**CONSIGNES:**
1 > Réécrivez sous forme de liste le paragraphe de l'extrait qui commence par « Une camionnette m'emmena », en conservant ses faits principaux.
2 > Reproduisez fidèlement, s'il vous plaît, un passage de l'extrait : commencez aux mots « Une camionnette m'emmena » et arrêtez-vous après « S Air Force. ».

**EXTRAIT CITÉ:**
+ + + + + + +

Me voila rentré après mes 4 jours de permission et mes 1500 km d'aventures. « L'appel du Sud » n'est pas seulement un slogan. Pour moi, il répond à une attraction impérieuse vers ces pays de lumière et ces immensités de sable, à la lisière du Sahara.

 

Je ne pouvais pas prétendre avoir vécu au Maroc sans être allé vers ces fières kasbahs accrochées au flanc de ces falaises de rocaille comme des nids d'aigles et sans avoir vu « la perle du Sud », cette merveilleuse ville de Marrakech, l'impériale, qui surgit comme un joyau dans l'écrin naturel des montagnes du Haut Atlas.

Lettresanciennes017Je n'ai pas été déçu. J'ai même été comblé malgré les aléas de la randonnée car je partais un peu à l'aventure, n'ayant que 2000 f dans le portefeuille et ne sachant pas du tout où j'allais aboutir.

J'ai donc fait de l'auto-stop, après Casa que je quittais alors que grondaient les émeutes, les premières du genre, embrasées par les propos incendiaires de « l'Istiqlal », parti de l'Indépendance.

Une camionnette m'emmena jusqu'à Médiouna, en plein bled . Puis un policier de la route, qui passait par là, me conduisit à Settat. Près de là j'ai découvert l'immense camp de Nouaceur, la nouvelle base américaine, véritable fourmilière de militaires et d'aviateurs de l'U S Air Force.

Des centaines de maisons et de hangars préfabriqués, posés comme des joujoux sur une plaine rase comme la main et des pistes d'envol, longues à n'en plus finir.

Ils sont forts ces Amerloques. Ils sont devenus les maîtres du monde et tiennent la dragée haute aux puissances de l'Est, URSS et Chine réunies, qui doivent, de leur côté, pousser à fond leur potentiel militaire.

+ + + + + + +

**LIGNES FOURNIES:**
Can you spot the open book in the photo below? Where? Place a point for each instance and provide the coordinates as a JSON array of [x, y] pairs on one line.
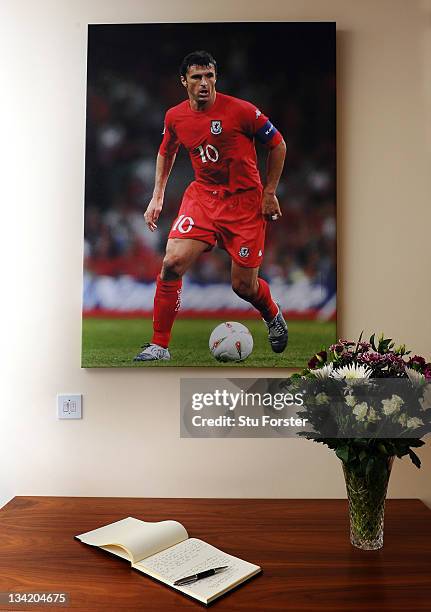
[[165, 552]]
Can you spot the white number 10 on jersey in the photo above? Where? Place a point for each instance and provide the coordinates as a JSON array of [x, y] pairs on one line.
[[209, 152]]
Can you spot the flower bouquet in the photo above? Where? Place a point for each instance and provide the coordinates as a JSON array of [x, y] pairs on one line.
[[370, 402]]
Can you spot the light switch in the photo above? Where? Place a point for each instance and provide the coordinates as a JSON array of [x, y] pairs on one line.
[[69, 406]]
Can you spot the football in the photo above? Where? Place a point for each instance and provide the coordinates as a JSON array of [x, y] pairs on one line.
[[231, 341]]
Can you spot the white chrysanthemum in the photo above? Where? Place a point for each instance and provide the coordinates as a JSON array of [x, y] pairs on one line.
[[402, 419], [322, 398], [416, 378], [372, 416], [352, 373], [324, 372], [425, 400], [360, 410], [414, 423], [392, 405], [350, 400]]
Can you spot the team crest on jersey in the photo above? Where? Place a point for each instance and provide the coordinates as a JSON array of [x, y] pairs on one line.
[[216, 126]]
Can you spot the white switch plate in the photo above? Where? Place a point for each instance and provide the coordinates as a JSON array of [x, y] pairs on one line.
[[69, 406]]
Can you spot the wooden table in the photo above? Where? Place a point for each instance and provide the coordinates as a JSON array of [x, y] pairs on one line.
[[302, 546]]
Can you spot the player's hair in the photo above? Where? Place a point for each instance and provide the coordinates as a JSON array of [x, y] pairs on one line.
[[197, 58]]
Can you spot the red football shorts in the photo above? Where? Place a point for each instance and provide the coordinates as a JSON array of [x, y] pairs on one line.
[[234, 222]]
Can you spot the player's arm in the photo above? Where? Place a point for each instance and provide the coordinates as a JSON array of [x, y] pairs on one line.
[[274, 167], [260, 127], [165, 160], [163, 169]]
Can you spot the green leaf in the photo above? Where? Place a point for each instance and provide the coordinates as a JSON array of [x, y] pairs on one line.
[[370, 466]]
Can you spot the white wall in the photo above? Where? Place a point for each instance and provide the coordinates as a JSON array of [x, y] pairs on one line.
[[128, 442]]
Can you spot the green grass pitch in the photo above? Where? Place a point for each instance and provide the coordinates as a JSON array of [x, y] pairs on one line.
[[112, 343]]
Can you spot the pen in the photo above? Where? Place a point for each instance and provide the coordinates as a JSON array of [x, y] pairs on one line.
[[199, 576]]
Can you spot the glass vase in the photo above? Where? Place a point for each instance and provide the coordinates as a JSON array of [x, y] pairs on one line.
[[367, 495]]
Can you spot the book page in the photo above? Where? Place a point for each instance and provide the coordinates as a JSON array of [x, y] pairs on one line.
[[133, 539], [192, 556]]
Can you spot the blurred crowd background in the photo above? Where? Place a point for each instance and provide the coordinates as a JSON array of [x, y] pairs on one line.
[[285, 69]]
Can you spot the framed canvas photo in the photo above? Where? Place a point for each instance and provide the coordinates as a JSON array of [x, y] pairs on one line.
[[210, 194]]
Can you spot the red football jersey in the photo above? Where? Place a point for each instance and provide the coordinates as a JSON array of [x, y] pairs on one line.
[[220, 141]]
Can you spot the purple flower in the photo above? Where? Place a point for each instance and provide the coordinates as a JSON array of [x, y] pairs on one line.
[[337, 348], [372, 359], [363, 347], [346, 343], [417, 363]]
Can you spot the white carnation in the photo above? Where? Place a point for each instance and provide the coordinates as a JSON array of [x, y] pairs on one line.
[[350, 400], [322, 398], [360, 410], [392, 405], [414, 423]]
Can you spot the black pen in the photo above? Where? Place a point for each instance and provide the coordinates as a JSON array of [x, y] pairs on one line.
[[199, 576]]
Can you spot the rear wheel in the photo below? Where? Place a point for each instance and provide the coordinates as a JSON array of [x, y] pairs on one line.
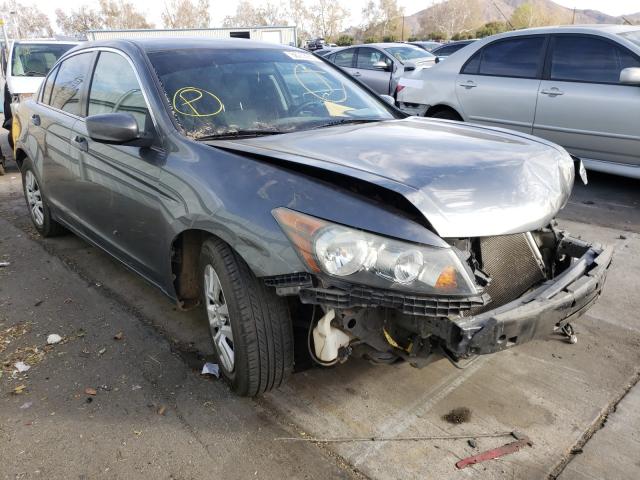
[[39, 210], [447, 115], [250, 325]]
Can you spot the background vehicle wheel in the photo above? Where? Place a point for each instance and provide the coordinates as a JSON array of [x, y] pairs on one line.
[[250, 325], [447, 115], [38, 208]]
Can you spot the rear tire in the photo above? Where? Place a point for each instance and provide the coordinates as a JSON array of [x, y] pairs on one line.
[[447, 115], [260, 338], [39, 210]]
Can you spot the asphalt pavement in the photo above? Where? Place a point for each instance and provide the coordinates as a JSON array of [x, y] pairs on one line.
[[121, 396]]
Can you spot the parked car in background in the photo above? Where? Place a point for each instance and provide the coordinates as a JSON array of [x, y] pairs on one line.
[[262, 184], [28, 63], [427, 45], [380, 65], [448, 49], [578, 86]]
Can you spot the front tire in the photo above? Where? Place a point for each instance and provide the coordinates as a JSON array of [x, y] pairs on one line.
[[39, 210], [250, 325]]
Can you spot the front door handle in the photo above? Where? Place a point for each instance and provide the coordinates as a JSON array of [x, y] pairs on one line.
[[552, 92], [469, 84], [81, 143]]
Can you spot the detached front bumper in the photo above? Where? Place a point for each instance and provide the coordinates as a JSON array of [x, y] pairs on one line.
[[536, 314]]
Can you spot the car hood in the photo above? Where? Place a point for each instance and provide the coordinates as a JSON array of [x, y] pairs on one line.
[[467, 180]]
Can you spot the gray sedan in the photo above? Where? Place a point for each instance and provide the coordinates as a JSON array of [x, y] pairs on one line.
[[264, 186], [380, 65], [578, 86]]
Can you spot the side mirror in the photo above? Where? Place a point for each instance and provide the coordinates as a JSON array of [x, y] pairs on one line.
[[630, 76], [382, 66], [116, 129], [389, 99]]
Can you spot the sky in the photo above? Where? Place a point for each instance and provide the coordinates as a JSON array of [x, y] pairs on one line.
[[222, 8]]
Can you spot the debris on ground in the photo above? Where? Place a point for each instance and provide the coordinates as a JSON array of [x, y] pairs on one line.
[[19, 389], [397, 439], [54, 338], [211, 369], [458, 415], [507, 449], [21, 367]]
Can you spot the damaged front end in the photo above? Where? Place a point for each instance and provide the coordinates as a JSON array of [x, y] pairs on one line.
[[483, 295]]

+ + + + + + +

**RÉPONSES ATTENDUES:**
1 >
- Trajet en camionnette jusqu'à Médiouna, en plein bled.
- Puis trajet jusqu'à Settat avec un policier de la route qui passait par là.
- Près de là, découverte de l'immense camp de Nouaceur, nouvelle base américaine grouillant de militaires et d'aviateurs de l'U S Air Force.

2 >
Une camionnette m'emmena jusqu'à Médiouna, en plein bled . Puis un policier de la route, qui passait par là, me conduisit à Settat. Près de là j'ai découvert l'immense camp de Nouaceur, la nouvelle base américaine, véritable fourmilière de militaires et d'aviateurs de l'U S Air Force.